# [課題一覧]
- A) 日本の医療レベルをめぐる文章のうち、「2つ目は、症例の疾患画像に関して臨床経過と合わせて時系列で学べる電子医学雑誌サイト「The Journal of」を含む語句で始まり「くつか設立したりしています。」で終わる部分を、一字も変えずに書き写しなさい。
- B) 日本の医療レベルをめぐる文章について、示された最後の文の次から続きを書き進めなさい。

# [分析用の本文]
日本の医療レベルをアピールする
―現在、大阪市立大学を拠点にどのようなことに取り組んでいるのですか?
1つは、日本の臨床研究をさらに盛んにするべく、臨床研究の方法論や論文執筆の支援活動をOn the Job Trainingで行っています。特に臨床領域でキャリアを積みたい医師からのニーズが大きいです。
2つ目は、症例の疾患画像に関して臨床経過と合わせて時系列で学べる電子医学雑誌サイト「The Journal of Typical Medical Images and Videos(JTMIV)」を運営しています。2016年10月末の時点で約150症例で4万5千枚の静止画と303動画の診断データ(2016年10月現在)を投稿して頂いていて、医学生であれば無料で閲覧できます。
その他にも、健康保険組合を有する大企業の社員の生活習慣病をターゲットにした遠隔自由診療クリニックを開設したり、家庭用呼吸機能検査機器やVirtual Reality技術を応用したリハビリテーションプログラム等の医療機器開発のための会社をいくつか設立したりしています。
―同時にさまざまなことをなさっているのですね。
一見するとバラバラでどれもつながりがないと思われますが、全ての根底にあるのは「日本の医療レベルをさらに高め、世界にもっとアピールしたい」という思いです。
そう考えるようになった最初の入口は、初期研修の時でした。上司の勧めもあり日本心臓病学会が発行している「心臓」という雑誌に、症例発表の論文を投稿した時、査読者のものすごく深い洞察力に感銘を受けたんです。それから研究の世界に入っていきました。論文活動を通して自分の臨床医としての実力を上げられるのではと考え、初期研修の終わりから後期研修にかけて患者さんの診療に没頭し、よりよい治療のアイデアに関する論文執筆活動や発表に明け暮れていました。

# [提示資料]
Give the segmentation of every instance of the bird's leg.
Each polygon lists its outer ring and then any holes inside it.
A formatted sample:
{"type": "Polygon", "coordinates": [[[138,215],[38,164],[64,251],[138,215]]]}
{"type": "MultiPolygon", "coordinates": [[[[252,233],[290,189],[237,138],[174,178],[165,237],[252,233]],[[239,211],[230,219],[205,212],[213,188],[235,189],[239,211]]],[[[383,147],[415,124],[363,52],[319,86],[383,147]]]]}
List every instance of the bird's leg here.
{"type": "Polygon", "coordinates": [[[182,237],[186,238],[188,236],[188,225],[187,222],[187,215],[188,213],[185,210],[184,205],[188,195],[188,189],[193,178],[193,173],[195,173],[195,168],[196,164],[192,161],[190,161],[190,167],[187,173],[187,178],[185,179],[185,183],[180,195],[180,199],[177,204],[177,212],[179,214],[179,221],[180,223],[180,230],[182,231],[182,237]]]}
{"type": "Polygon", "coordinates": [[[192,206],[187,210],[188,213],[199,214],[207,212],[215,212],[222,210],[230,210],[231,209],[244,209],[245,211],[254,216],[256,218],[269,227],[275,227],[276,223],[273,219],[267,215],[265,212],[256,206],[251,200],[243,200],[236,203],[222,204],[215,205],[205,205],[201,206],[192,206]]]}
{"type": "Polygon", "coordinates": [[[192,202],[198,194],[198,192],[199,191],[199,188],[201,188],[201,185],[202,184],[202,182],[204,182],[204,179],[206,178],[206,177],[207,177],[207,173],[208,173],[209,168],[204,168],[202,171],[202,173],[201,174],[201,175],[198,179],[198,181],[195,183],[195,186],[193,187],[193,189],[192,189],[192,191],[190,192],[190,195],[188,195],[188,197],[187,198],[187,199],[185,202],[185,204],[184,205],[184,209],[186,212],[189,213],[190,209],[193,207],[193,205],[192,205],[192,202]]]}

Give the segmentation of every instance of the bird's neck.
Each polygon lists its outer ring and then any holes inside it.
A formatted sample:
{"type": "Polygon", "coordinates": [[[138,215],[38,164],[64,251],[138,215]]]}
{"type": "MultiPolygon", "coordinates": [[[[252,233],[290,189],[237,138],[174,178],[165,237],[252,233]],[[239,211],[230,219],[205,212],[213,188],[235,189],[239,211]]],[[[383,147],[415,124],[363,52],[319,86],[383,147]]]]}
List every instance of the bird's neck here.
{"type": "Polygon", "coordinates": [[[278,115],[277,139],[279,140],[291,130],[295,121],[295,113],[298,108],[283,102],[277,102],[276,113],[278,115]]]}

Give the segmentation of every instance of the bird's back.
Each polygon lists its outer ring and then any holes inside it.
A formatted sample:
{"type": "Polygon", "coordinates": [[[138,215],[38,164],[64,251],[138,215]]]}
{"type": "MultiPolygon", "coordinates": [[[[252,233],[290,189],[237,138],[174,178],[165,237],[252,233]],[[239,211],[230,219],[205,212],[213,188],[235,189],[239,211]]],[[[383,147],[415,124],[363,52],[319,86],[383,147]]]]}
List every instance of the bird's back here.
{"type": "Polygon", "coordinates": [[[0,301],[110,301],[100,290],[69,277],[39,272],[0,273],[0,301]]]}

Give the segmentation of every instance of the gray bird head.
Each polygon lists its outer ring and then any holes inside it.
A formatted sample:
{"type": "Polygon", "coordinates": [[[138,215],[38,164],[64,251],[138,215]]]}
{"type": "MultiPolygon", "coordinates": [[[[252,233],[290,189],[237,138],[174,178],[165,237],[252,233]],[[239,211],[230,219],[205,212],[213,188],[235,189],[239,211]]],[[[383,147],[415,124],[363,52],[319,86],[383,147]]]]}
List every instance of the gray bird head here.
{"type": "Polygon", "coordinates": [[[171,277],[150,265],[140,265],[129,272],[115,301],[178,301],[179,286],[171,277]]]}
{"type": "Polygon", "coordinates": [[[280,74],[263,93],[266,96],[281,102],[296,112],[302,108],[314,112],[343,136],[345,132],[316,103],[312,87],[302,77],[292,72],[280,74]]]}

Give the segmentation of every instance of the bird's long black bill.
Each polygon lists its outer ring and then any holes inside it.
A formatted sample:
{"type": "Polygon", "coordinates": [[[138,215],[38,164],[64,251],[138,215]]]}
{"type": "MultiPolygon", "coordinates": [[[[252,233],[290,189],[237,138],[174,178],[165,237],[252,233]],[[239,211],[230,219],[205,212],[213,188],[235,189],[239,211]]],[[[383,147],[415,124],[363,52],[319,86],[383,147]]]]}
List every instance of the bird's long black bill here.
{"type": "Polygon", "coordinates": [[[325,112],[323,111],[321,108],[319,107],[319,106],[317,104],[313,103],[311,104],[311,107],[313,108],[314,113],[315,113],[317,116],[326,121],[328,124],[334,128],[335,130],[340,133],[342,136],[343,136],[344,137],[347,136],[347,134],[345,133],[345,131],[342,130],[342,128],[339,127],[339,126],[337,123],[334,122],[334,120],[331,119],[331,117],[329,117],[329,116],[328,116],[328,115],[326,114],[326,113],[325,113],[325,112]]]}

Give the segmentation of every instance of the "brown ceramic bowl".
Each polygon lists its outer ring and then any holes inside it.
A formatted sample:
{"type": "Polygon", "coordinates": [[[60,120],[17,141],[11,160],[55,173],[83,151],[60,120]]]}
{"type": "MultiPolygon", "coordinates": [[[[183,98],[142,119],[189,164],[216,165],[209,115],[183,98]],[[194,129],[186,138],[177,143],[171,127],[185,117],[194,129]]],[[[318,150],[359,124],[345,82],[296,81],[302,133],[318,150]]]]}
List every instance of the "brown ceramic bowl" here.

# [課題の解答]
- A)
2つ目は、症例の疾患画像に関して臨床経過と合わせて時系列で学べる電子医学雑誌サイト「The Journal of Typical Medical Images and Videos(JTMIV)」を運営しています。2016年10月末の時点で約150症例で4万5千枚の静止画と303動画の診断データ(2016年10月現在)を投稿して頂いていて、医学生であれば無料で閲覧できます。
その他にも、健康保険組合を有する大企業の社員の生活習慣病をターゲットにした遠隔自由診療クリニックを開設したり、家庭用呼吸機能検査機器やVirtual Reality技術を応用したリハビリテーションプログラム等の医療機器開発のための会社をいくつか設立したりしています。

- B)
そうして徐々に国際学会で発表する機会や責任著者として査読英文誌の編集者とのやり取りが増えてくると今度は、「日本の医療は比較的レベルが高い部分も多いのにそれを世界に十分アピールできていない人が多い」ということを強く感じるようになりました。日本の臨床研究に関する論文は主要英文誌への掲載数が世界ランキング20位未満と非常に低く、しかも年々低下傾向にあります。論文掲載数でいうと常に世界5位前後で推移している基礎研究とは対照的です。
そこで日本の臨床における医療レベルを世界にアピールし、さらなる発展に貢献していこうと考えたのです。その考えが、今、臨床研究に関する人材育成や教育、疾患診断画像集積サイトの運営や医療機器の開発等の活動につながっているわけです。そしてこのように今まで築かれてきた日本の医療のよい部分を世界にアピールし、若い世代に引き継いでいくことは、今までお世話になってきた先生方への恩返しにもなると思っています。
日本の強みと新たな取り組み
―具体的にどのように取り組まれているのですか?
私自身は臨床研究の支援活動を通じて査読英語論文を月平均1編のペースで執筆し、発表しています。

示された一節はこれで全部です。